- YOUR GOAL
Find the line that contains "Locate every instance of the green conical" in the entries below. Output it and each later line exactly, and nothing else.

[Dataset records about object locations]
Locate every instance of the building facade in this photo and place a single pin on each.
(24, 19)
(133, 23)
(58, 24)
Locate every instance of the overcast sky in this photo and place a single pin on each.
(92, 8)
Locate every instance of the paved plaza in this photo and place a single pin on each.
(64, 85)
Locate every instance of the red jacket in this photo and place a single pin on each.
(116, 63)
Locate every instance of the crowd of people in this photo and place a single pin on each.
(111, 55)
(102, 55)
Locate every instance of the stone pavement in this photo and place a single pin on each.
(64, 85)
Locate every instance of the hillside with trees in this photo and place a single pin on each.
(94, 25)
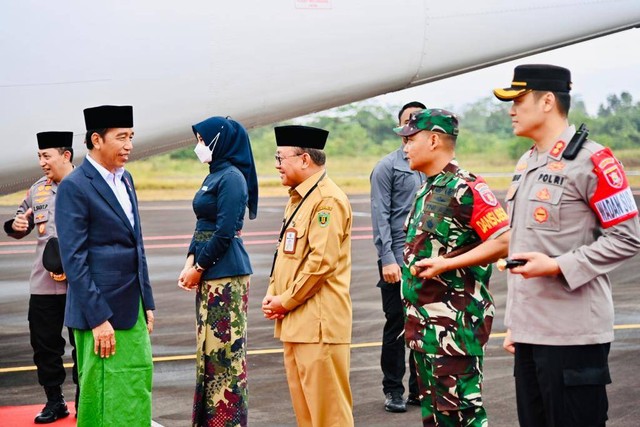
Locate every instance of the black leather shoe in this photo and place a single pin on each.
(52, 411)
(394, 402)
(413, 400)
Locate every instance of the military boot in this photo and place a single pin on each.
(55, 407)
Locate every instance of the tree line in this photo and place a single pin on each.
(365, 128)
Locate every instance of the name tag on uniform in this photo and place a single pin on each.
(290, 239)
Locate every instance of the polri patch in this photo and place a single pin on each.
(323, 218)
(540, 215)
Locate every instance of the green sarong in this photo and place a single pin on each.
(116, 391)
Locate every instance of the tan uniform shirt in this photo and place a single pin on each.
(312, 273)
(582, 213)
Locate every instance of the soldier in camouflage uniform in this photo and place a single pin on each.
(455, 229)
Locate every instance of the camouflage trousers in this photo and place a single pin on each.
(450, 390)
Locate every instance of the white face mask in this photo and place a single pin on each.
(203, 153)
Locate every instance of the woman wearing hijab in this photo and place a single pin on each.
(218, 268)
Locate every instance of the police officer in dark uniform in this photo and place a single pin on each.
(48, 289)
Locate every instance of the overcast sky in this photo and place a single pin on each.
(599, 67)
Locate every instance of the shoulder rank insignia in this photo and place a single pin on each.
(323, 218)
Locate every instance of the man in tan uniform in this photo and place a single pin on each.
(573, 220)
(308, 294)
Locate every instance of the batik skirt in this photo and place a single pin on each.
(221, 370)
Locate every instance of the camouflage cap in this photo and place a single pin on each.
(434, 120)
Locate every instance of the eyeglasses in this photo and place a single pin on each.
(279, 158)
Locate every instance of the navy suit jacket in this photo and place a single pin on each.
(102, 255)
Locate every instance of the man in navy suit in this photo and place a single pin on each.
(109, 300)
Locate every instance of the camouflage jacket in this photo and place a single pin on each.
(450, 314)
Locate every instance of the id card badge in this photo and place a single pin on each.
(290, 240)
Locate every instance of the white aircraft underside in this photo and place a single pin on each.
(257, 61)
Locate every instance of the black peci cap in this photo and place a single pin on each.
(301, 136)
(108, 116)
(535, 77)
(54, 139)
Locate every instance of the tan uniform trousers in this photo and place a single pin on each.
(318, 377)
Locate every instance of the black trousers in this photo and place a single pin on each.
(46, 320)
(562, 386)
(392, 359)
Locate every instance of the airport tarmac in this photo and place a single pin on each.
(167, 228)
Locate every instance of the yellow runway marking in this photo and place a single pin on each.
(270, 351)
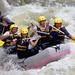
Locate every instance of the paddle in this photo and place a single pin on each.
(63, 33)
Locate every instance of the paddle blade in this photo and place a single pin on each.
(1, 43)
(73, 40)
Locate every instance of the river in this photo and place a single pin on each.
(28, 12)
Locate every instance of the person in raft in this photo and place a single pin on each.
(41, 30)
(22, 44)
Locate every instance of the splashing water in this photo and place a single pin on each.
(24, 15)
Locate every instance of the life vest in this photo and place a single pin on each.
(56, 33)
(22, 44)
(8, 40)
(41, 30)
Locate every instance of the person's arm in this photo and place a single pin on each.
(33, 32)
(34, 43)
(13, 42)
(6, 35)
(47, 27)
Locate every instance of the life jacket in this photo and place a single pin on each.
(8, 40)
(22, 45)
(54, 33)
(41, 30)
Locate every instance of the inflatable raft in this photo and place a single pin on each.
(46, 56)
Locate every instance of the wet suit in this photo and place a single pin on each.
(43, 41)
(8, 48)
(3, 29)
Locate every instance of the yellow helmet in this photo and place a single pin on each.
(41, 18)
(57, 20)
(12, 26)
(24, 30)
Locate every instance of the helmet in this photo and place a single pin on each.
(12, 26)
(57, 20)
(0, 12)
(24, 30)
(41, 18)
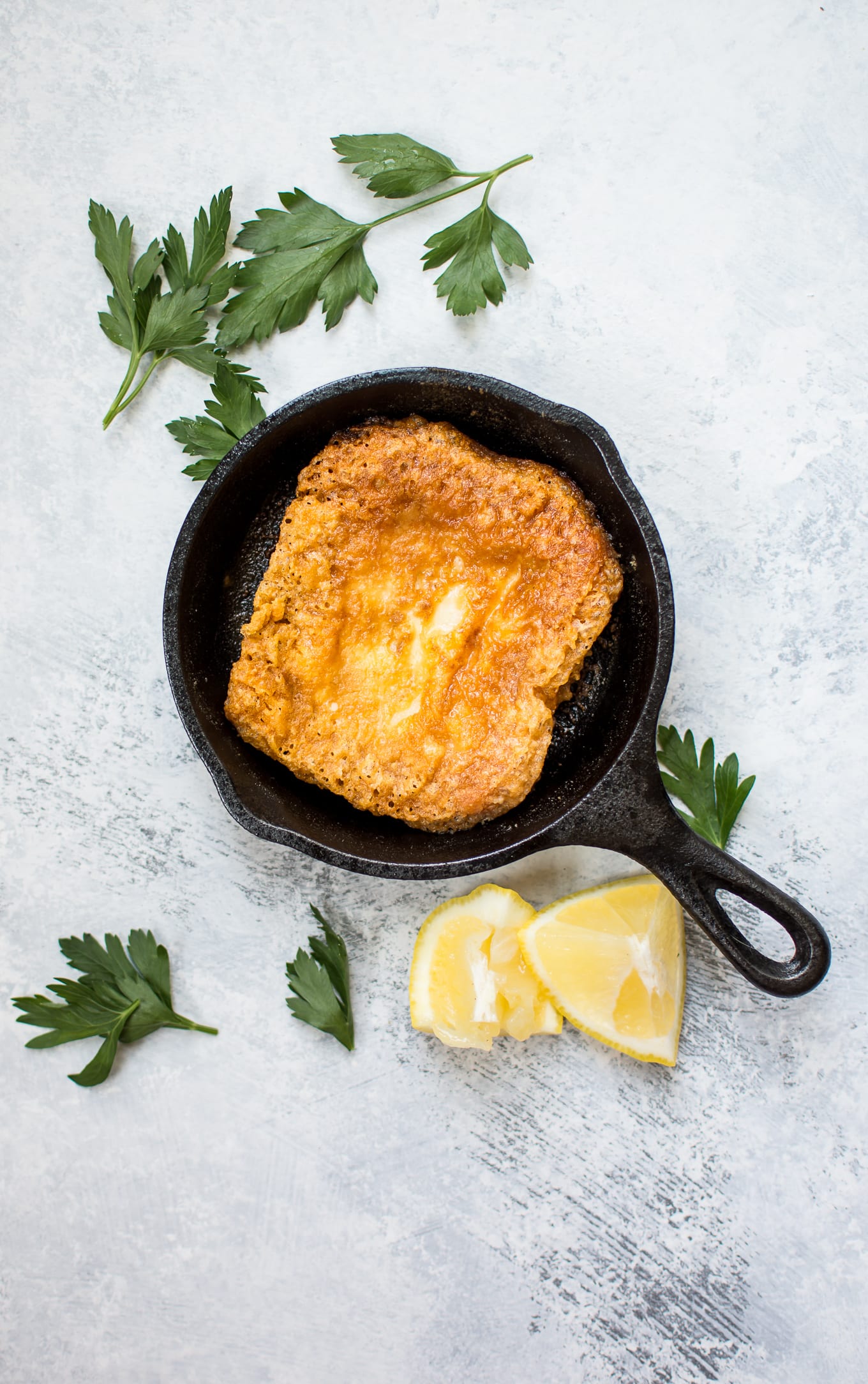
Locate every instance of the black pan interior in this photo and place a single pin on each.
(230, 538)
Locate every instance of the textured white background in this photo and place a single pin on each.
(262, 1206)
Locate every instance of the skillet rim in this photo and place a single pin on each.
(639, 748)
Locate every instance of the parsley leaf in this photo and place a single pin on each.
(140, 317)
(394, 163)
(121, 997)
(233, 411)
(304, 253)
(714, 795)
(320, 984)
(472, 280)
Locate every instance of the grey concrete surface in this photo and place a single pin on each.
(260, 1206)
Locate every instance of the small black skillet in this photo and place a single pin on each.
(600, 785)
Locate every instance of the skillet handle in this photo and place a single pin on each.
(694, 871)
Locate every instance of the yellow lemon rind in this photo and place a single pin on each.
(421, 1018)
(565, 1011)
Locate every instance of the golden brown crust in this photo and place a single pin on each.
(425, 610)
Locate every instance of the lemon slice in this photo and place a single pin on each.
(612, 961)
(468, 981)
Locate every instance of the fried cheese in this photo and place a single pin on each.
(424, 612)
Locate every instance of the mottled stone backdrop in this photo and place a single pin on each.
(262, 1206)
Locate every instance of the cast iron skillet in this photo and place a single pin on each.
(600, 785)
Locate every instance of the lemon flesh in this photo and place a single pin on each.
(468, 981)
(612, 961)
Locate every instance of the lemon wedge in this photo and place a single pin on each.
(612, 961)
(468, 981)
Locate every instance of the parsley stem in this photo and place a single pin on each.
(440, 197)
(128, 381)
(119, 406)
(179, 1022)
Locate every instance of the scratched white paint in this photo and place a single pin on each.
(260, 1206)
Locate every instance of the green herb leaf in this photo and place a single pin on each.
(348, 280)
(320, 984)
(297, 251)
(175, 320)
(117, 324)
(394, 163)
(206, 357)
(233, 411)
(209, 232)
(122, 997)
(472, 280)
(714, 795)
(112, 246)
(147, 266)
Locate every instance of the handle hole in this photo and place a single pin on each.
(760, 930)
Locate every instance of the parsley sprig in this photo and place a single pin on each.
(712, 794)
(309, 252)
(320, 984)
(154, 326)
(122, 997)
(232, 414)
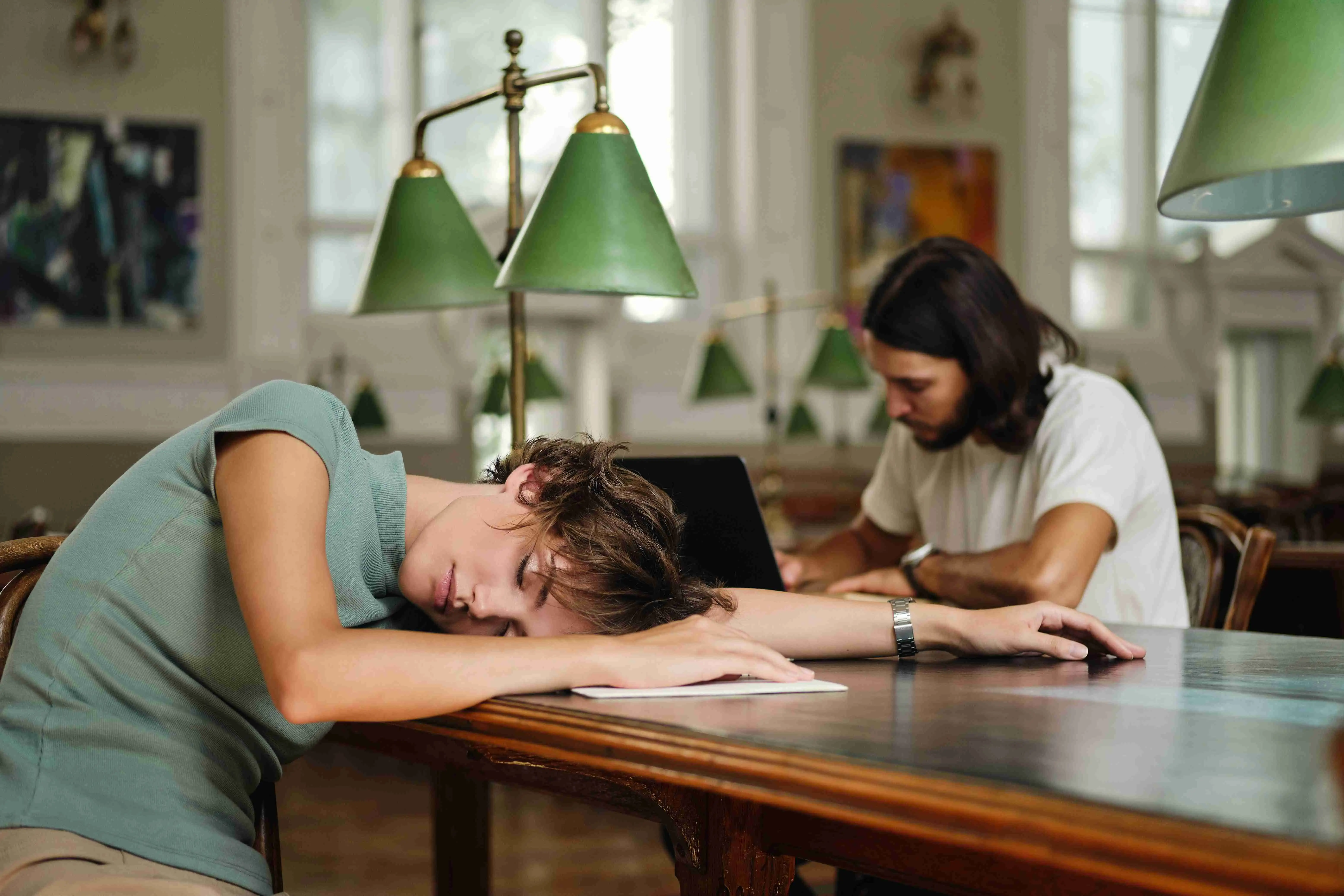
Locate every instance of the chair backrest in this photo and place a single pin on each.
(1211, 543)
(23, 561)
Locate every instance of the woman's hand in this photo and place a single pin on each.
(886, 581)
(690, 651)
(1035, 628)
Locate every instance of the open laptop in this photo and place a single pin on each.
(725, 538)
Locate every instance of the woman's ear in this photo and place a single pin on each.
(523, 483)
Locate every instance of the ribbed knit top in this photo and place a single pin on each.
(132, 709)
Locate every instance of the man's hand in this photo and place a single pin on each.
(888, 581)
(1035, 628)
(793, 569)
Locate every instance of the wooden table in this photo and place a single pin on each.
(1206, 769)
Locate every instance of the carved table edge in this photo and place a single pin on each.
(1119, 844)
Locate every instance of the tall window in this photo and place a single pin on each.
(1133, 70)
(373, 64)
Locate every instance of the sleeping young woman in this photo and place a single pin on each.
(259, 577)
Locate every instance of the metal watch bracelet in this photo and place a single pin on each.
(904, 628)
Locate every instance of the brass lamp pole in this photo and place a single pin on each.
(596, 228)
(768, 307)
(514, 88)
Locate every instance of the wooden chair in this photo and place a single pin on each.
(1211, 542)
(22, 564)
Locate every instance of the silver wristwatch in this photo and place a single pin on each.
(912, 562)
(904, 628)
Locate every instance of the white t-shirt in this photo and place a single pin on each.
(1093, 446)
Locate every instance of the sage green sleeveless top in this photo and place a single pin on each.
(132, 709)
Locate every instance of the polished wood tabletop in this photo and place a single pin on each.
(1232, 729)
(1205, 769)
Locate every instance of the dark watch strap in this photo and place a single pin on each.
(904, 628)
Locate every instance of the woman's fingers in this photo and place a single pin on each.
(1086, 628)
(1056, 647)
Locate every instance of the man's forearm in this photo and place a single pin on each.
(815, 628)
(841, 555)
(999, 578)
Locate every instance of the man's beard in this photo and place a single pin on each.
(952, 434)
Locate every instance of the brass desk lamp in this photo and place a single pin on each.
(596, 228)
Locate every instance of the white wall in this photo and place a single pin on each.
(79, 383)
(865, 60)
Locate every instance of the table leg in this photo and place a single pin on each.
(462, 833)
(734, 859)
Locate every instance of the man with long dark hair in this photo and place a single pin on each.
(1019, 476)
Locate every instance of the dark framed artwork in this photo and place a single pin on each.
(892, 197)
(100, 223)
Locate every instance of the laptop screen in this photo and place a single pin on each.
(725, 541)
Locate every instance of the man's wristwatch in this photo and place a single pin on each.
(912, 562)
(904, 628)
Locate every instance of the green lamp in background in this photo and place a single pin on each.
(367, 412)
(721, 374)
(599, 226)
(802, 424)
(1265, 134)
(497, 394)
(880, 422)
(541, 386)
(427, 253)
(1324, 402)
(838, 365)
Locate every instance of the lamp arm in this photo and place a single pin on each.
(760, 306)
(566, 74)
(457, 105)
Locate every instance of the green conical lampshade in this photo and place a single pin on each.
(538, 386)
(880, 422)
(497, 394)
(367, 413)
(599, 226)
(1265, 132)
(721, 375)
(427, 253)
(802, 424)
(1326, 400)
(838, 363)
(538, 383)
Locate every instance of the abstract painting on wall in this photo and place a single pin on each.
(100, 223)
(894, 197)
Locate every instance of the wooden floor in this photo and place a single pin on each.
(354, 824)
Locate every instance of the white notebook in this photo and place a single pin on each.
(716, 690)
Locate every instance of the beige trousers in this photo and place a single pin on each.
(40, 862)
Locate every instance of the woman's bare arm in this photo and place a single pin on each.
(272, 491)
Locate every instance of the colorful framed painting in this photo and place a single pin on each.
(892, 197)
(99, 223)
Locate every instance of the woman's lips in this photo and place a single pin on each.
(445, 590)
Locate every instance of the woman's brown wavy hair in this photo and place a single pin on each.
(948, 299)
(619, 534)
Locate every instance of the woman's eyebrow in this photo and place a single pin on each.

- COMPLETED EXERCISE
Locate every instance of the green conical lampshade in this photo and place a single pin on each.
(538, 386)
(880, 422)
(497, 394)
(367, 413)
(599, 226)
(1265, 132)
(721, 375)
(427, 253)
(802, 424)
(1326, 400)
(838, 363)
(538, 383)
Locate every instance of the abstract painting on wall in this photo and place a single pin on each.
(100, 223)
(894, 197)
Locate every instance of the wooden floor in this photo and place a single pin on each.
(354, 824)
Locate every instance of the white notebook in this photo and place a single pin on each.
(716, 690)
Locate every instance of the beige trousers in this photo and place a single pin on each.
(40, 862)
Locate every instance of the woman's bare arm in this photo and place a single pin on each.
(272, 491)
Locate every instance of the colorful framed painting in this photo and place a single pin on each.
(892, 197)
(99, 223)
Locate every instance of the woman's lips in this photo and place a single pin on each.
(445, 590)
Locate every instance of the woman's brown wavy hair in this photo and place a single pin on each.
(948, 299)
(619, 534)
Locate every instance of the woman's eyebrow in this photo and place a single pin on each.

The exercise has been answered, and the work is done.